Texte extrait.
++++++++++++++++++++

Ainsi, à partir de 1653, Montréal peut compter sur trois piliers Maisonneuve, Jeanne Mance et celle qu’on appellera affectueusement la Mère Bourgeoys. Puis vers la fin des années 1650, le projet missionnaire de Ville-Marie s’est essoufflé, les morts successives de l’abbé Olier en 1657 et celle de La Dauversière en 1659 sans oublier la mort de bien d’autres Associés ont tari les ressources de toutes sortes.

En 1663, soit six ans après leur arrivée à Montréal, les sulpiciens de Paris deviennent les propriétaires de l’île de Montréal et parallèlement le roi Louis XIV décide de réorganiser la gouvernance de ses différentes colonies. C’est ainsi que la petite colonie de Montréal qui tout en ayant l’assentiment et la reconnaissance de la cour du roi mais n’en était pas moins un projet privé dû rentrer dans le giron du principal gouverneur soit celui de la Nouvelle-France. Ainsi, par le fait même le gouverneur de Montréal devenait plutôt le représentant du gouverneur de la Nouvelle-France et perdait une partie de son autonomie politique. Dans les circonstances, en 1665, Maisonneuve décida de rentrer dans ses terres (non pas à Neuville-sur-Vanne mais plutôt à Paris). Fut-il démissionné?

++++++++++++++++++++

Exercice court. Recopiez intégralement le texte sur les débuts de Montréal, sans en modifier un seul mot.

Étiquetage des contours
++++++++++++++++++++

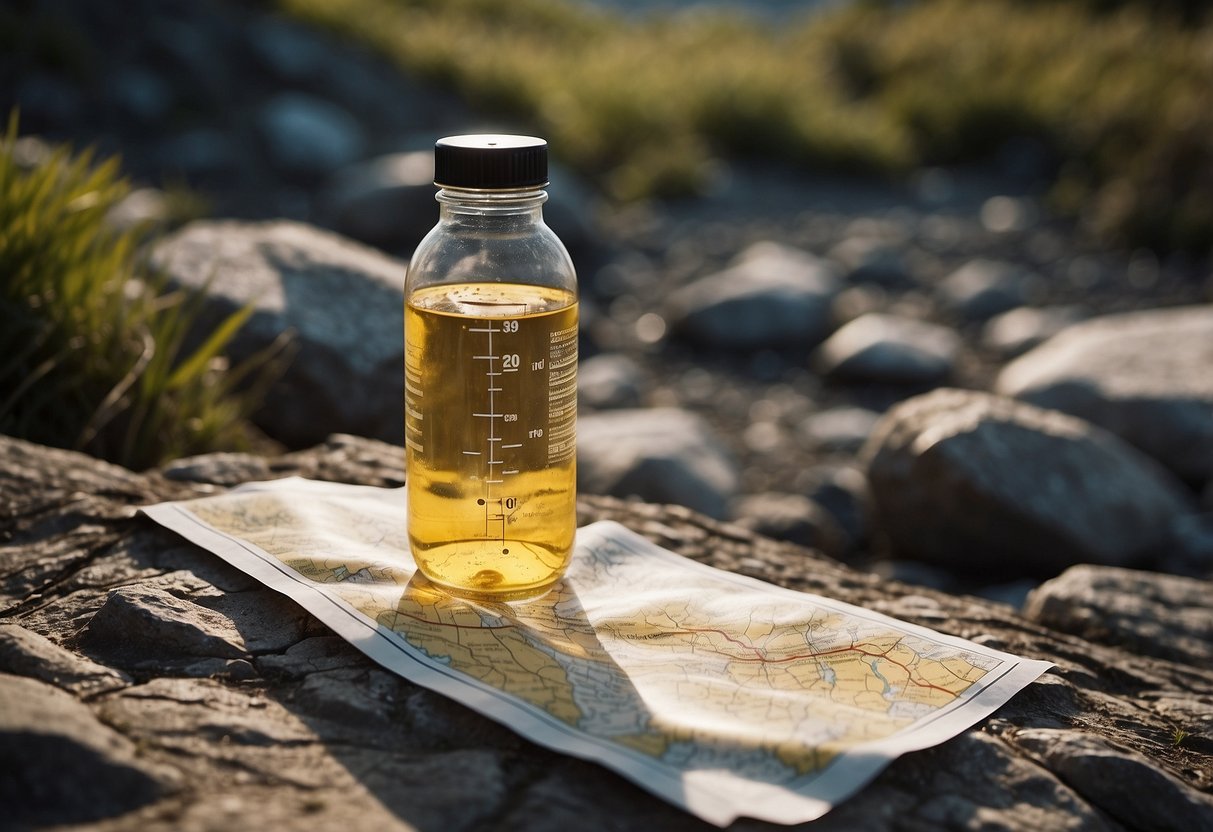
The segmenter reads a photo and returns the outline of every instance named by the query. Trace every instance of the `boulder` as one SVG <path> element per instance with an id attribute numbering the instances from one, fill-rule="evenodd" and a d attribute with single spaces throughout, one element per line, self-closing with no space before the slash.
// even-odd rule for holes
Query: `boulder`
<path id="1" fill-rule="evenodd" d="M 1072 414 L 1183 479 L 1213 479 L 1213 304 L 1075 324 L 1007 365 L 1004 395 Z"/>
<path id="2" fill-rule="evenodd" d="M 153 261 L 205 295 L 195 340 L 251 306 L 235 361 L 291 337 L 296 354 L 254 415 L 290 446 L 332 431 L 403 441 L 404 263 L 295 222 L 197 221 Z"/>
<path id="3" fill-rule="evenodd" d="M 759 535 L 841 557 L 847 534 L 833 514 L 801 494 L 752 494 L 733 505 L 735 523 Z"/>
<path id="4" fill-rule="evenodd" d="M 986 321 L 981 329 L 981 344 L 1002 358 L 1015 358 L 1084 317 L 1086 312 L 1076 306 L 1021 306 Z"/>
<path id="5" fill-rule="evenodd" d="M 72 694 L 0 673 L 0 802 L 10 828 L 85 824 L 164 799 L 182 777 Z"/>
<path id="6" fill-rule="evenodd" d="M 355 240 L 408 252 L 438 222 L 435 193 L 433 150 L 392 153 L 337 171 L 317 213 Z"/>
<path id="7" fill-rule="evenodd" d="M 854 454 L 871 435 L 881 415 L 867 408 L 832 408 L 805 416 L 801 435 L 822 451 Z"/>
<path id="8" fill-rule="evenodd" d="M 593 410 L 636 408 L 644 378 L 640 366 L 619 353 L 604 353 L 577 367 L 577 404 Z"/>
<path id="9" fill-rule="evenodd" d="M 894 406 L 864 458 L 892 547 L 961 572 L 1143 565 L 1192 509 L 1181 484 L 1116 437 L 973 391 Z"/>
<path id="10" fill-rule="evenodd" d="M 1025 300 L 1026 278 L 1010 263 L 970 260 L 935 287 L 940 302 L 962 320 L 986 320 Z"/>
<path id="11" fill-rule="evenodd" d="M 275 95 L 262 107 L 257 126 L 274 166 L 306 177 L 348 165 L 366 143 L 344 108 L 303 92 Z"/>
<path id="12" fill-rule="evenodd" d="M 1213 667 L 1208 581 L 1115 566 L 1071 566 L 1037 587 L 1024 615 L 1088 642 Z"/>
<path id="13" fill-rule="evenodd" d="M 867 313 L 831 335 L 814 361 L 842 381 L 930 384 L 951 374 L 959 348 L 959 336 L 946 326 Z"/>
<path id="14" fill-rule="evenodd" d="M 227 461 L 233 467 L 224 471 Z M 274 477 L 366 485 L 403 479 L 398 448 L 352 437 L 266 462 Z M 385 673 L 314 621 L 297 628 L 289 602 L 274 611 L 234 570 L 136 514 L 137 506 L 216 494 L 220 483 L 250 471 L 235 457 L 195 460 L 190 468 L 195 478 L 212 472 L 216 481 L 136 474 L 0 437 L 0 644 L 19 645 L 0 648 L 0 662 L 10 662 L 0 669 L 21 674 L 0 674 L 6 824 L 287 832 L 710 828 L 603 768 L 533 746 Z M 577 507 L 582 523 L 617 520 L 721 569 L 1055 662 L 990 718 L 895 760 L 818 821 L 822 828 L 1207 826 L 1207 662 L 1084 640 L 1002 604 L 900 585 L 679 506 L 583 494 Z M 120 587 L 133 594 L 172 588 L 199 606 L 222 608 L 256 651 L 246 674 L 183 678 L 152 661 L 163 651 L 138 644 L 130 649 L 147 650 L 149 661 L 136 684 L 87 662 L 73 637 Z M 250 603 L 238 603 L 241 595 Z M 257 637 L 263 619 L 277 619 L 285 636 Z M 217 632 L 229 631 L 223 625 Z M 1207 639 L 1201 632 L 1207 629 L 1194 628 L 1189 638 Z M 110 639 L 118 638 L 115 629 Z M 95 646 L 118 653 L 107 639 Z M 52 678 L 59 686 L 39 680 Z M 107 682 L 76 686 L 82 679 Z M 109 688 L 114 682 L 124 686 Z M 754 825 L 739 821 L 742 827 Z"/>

++++++++++++++++++++

Corrigé.
Ainsi, à partir de 1653, Montréal peut compter sur trois piliers Maisonneuve, Jeanne Mance et celle qu’on appellera affectueusement la Mère Bourgeoys. Puis vers la fin des années 1650, le projet missionnaire de Ville-Marie s’est essoufflé, les morts successives de l’abbé Olier en 1657 et celle de La Dauversière en 1659 sans oublier la mort de bien d’autres Associés ont tari les ressources de toutes sortes.

En 1663, soit six ans après leur arrivée à Montréal, les sulpiciens de Paris deviennent les propriétaires de l’île de Montréal et parallèlement le roi Louis XIV décide de réorganiser la gouvernance de ses différentes colonies. C’est ainsi que la petite colonie de Montréal qui tout en ayant l’assentiment et la reconnaissance de la cour du roi mais n’en était pas moins un projet privé dû rentrer dans le giron du principal gouverneur soit celui de la Nouvelle-France. Ainsi, par le fait même le gouverneur de Montréal devenait plutôt le représentant du gouverneur de la Nouvelle-France et perdait une partie de son autonomie politique. Dans les circonstances, en 1665, Maisonneuve décida de rentrer dans ses terres (non pas à Neuville-sur-Vanne mais plutôt à Paris). Fut-il démissionné?